SOURCE RECORDS section start

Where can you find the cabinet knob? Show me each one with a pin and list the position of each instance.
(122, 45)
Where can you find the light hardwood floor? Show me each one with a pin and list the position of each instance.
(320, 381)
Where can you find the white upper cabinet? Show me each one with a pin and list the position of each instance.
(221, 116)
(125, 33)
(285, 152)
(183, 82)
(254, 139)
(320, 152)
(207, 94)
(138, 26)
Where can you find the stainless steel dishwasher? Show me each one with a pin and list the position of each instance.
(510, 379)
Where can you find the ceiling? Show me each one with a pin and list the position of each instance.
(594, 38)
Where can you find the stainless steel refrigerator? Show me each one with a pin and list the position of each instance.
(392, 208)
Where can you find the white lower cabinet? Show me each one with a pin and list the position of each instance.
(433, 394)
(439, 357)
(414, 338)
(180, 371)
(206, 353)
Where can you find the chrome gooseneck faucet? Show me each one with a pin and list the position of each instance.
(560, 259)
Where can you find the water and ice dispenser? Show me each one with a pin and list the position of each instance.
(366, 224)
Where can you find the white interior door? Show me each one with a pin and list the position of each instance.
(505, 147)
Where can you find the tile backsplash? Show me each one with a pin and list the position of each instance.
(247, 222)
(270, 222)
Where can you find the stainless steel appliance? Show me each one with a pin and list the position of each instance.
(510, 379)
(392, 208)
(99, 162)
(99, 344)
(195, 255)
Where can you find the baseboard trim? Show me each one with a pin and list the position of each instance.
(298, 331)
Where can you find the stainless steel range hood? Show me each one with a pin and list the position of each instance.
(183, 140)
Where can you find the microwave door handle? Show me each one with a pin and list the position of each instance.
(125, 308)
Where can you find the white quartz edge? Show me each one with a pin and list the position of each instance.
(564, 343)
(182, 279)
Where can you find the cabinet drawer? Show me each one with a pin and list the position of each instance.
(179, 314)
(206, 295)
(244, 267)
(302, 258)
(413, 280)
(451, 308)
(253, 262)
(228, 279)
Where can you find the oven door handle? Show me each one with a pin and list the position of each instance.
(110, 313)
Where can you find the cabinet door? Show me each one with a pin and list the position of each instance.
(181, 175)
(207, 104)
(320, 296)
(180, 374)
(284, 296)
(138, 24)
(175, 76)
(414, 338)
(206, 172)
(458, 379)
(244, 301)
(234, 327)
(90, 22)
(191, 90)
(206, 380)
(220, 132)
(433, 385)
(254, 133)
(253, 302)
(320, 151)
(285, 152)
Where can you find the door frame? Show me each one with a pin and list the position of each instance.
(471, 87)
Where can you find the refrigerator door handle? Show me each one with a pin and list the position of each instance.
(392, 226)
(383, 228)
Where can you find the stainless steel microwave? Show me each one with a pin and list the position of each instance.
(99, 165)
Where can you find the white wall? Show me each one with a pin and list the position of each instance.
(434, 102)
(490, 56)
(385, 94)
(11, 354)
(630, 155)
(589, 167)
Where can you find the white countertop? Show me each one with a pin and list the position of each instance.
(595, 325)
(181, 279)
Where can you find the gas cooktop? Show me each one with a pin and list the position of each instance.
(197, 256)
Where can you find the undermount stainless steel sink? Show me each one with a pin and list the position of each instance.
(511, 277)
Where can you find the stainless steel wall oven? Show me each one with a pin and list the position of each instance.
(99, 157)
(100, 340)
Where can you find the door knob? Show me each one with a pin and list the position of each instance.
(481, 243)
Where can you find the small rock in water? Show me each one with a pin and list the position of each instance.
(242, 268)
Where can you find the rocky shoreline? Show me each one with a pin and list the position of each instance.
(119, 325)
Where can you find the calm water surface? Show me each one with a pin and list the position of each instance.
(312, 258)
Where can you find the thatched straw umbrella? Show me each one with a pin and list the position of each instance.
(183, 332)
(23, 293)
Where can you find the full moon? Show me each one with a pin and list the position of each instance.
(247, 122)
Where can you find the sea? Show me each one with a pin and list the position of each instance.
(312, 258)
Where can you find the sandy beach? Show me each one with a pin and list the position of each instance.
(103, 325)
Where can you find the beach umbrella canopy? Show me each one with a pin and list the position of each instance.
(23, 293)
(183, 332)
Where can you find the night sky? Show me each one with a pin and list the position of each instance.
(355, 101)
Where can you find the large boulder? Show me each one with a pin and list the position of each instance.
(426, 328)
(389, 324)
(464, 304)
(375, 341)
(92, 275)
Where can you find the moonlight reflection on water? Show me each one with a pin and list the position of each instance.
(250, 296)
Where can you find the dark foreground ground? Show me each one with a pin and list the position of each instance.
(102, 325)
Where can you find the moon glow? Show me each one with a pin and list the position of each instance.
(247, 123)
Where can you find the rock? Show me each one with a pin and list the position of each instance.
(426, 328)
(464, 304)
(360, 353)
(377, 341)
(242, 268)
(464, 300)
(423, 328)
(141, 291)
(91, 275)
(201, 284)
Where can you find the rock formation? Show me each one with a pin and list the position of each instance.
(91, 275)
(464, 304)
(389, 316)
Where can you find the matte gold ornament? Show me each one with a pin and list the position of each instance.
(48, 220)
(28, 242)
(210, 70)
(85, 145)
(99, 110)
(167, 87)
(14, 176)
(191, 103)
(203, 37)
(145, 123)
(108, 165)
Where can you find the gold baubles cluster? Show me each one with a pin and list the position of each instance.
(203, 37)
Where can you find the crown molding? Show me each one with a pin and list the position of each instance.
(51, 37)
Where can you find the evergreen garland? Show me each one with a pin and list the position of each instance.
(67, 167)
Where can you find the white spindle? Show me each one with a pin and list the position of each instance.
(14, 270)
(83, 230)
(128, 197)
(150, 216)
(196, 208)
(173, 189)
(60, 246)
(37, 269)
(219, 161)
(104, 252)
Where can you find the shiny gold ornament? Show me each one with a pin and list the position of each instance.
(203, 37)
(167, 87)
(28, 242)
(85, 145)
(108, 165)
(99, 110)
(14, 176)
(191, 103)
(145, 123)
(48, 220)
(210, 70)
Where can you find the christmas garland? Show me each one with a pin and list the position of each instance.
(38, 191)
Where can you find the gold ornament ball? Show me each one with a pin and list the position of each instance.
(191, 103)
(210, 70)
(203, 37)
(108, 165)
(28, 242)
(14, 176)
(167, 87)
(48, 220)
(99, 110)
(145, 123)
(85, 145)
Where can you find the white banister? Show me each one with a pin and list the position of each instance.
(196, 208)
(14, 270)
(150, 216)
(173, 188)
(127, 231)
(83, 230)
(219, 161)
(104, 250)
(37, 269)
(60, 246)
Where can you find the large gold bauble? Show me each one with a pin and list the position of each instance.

SOURCE RECORDS section end

-- WHAT THE TASK REQUIRES --
Retype everything in the material above exactly.

-- RESPONSE AREA --
Where can you find the cabinet knob? Show me each one with a pin and list the position of each instance.
(122, 45)
Where can you find the light hardwood floor? Show me each one with a pin and list the position of each instance.
(320, 381)
Where can you find the white upper cabinet? Show me each one with a pin and list the position of each instance.
(221, 116)
(125, 33)
(285, 152)
(183, 82)
(254, 139)
(320, 152)
(207, 94)
(138, 26)
Where can you find the stainless steel dishwasher? Show me each one with a pin and list the position of each instance.
(510, 379)
Where can you find the ceiling? Show me each one with a pin and list the position of each instance.
(594, 38)
Where can you find the stainless steel refrigerator? Show me each one with a pin and list the position of each instance.
(392, 208)
Where can you find the white lower cabinet? Show me each one with a pin and list the position of each instance.
(433, 394)
(439, 357)
(414, 338)
(180, 371)
(206, 353)
Where can you find the chrome gooseneck faucet? Show me each one with a pin and list the position of each instance.
(560, 259)
Where can you find the water and ice dispenser? Show me each one with a pin and list the position of each instance.
(366, 224)
Where can you find the white interior door? Show me each one with a pin and list the position of each instance.
(505, 147)
Where can you find the tile backsplash? Show me each one with a pin and list the position of each instance.
(247, 222)
(270, 222)
Where can you find the stainless steel appliance? Show me each one with a pin and list the position of each instance.
(510, 379)
(392, 208)
(99, 162)
(99, 344)
(195, 255)
Where can you find the baseboard trim? Show me each one with a pin and list the position of each instance.
(298, 331)
Where can you find the stainless steel range hood? Show me each one with a pin and list the position of each instance.
(183, 140)
Where can you find the microwave door handle? Show me each one with a pin and list the position of each instance.
(125, 308)
Where can you find the white quartz edge? Show me each one with a pin and list the position of each instance.
(564, 343)
(182, 279)
Where can you find the cabinet drawer? Show me each one with a pin and list the position of each instance.
(179, 314)
(206, 295)
(244, 267)
(302, 258)
(413, 280)
(451, 308)
(253, 262)
(228, 279)
Where can you find the oven door handle? Show me each one with a pin and list the position of each instance.
(110, 313)
Where can you find the cabinet door? Show me each one with a pin and list the position of each instance.
(181, 175)
(207, 104)
(320, 296)
(180, 374)
(284, 296)
(138, 24)
(175, 76)
(414, 338)
(206, 172)
(458, 379)
(244, 301)
(234, 327)
(90, 22)
(191, 90)
(206, 380)
(220, 132)
(433, 385)
(254, 133)
(253, 302)
(320, 151)
(285, 152)
Where can you find the door frame? Show me each one with a pin and list the position of each instance.
(471, 87)
Where can you find the refrigerator door handle? Show me each one with a pin and list the position of each instance.
(392, 226)
(383, 228)
Where can you find the stainless steel microwave? Show me each one with a pin and list the position of each instance.
(99, 165)
Where can you find the white wall? Show me each one with a pin and list the position of each instance.
(434, 102)
(490, 56)
(385, 94)
(11, 354)
(630, 155)
(589, 167)
Where can you find the white countertop? Show me each one with a pin and list the position of each instance.
(595, 325)
(181, 279)
Where can you find the gas cooktop? Show me each one with a pin and list the position of each instance.
(197, 256)
Where can you find the undermount stainless steel sink? Show me each one with a pin and list the position of each instance.
(511, 277)
Where can you find the stainless steel wall oven? Show me each one with a pin and list the position of each instance.
(99, 157)
(100, 340)
Where can you find the door knob? Show me each one with a pin and list the position of each instance.
(481, 243)
Where can you find the small rock in water? Show me each one with a pin and list the position of each instance.
(242, 268)
Where can you find the rocky shoreline? Show me each one with a pin and list the position of each instance.
(119, 325)
Where can you find the calm water surface? Show me each one with a pin and list the position of each instance.
(312, 258)
Where can you find the thatched straw umbrella? Show me each one with a pin and list the position of each instance.
(183, 332)
(23, 293)
Where can you find the full moon? Show me each one with a pin and list the position of each instance.
(247, 122)
Where can you find the sea? Show me each one with a pin and list the position of each instance.
(312, 258)
Where can you find the sandy beach? Show me each one with a pin and list the position of each instance.
(103, 325)
Where can you find the beach umbrella canopy? Show me each one with a pin and list the position of each instance.
(23, 293)
(183, 332)
Where can you find the night sky? Show me each one with a pin and list the position of each instance.
(355, 101)
Where can you find the large boulder? Show me each one with a pin and list the position of each instance.
(426, 328)
(389, 324)
(464, 304)
(375, 341)
(92, 275)
Where can you find the moonlight reflection on water? Show me each one with a pin and list the position of each instance.
(250, 296)
Where can you find the dark foreground ground? Show me each one with a pin and list the position of each instance.
(102, 325)
Where can you find the moon glow? Show me each one with a pin and list the position of each instance.
(247, 123)
Where can you find the rock? Show me each one with a pin and list the position of each instance.
(426, 328)
(464, 304)
(360, 353)
(377, 341)
(242, 268)
(464, 300)
(423, 328)
(141, 291)
(91, 275)
(201, 284)
Where can you find the rock formation? Show me each one with a pin and list the position of each instance.
(91, 275)
(464, 304)
(389, 316)
Where can you find the matte gold ornament? Show me each one with a pin and list the position of each instance.
(48, 220)
(28, 242)
(210, 70)
(85, 145)
(99, 110)
(167, 87)
(14, 176)
(191, 103)
(203, 37)
(145, 123)
(108, 165)
Where can you find the gold baubles cluster? Show me each one with a pin and list the position of each instance.
(203, 37)
Where can you find the crown molding? Show me each one with a pin and list the position of each instance.
(51, 37)
Where can you find the evergreen garland? Show me each one with a pin and list the position of each instance.
(67, 167)
Where can you find the white spindle? Show me each one with a pin and list the position of each instance.
(14, 270)
(83, 230)
(128, 197)
(150, 216)
(196, 208)
(173, 189)
(60, 246)
(37, 269)
(219, 161)
(104, 252)
Where can you find the shiny gold ornament? Show me each one with a pin and list the position of each instance.
(203, 37)
(167, 87)
(28, 242)
(85, 145)
(108, 165)
(99, 110)
(14, 176)
(191, 103)
(145, 123)
(48, 220)
(210, 70)
Where can you find the christmas garland? Show me each one with a pin and list the position of each instance.
(38, 191)
Where can you find the gold ornament ball? Show me each one with a pin and list the position of each instance.
(191, 103)
(210, 70)
(203, 37)
(108, 165)
(28, 242)
(14, 176)
(167, 87)
(48, 220)
(99, 110)
(145, 123)
(85, 145)
Where can you find the white banister? Show me each one with a pin and list the position of each instance.
(196, 208)
(14, 270)
(150, 216)
(173, 188)
(127, 231)
(83, 230)
(219, 161)
(104, 250)
(37, 269)
(60, 246)
Where can you find the large gold bauble? Show me each one with a pin and list the position of each instance.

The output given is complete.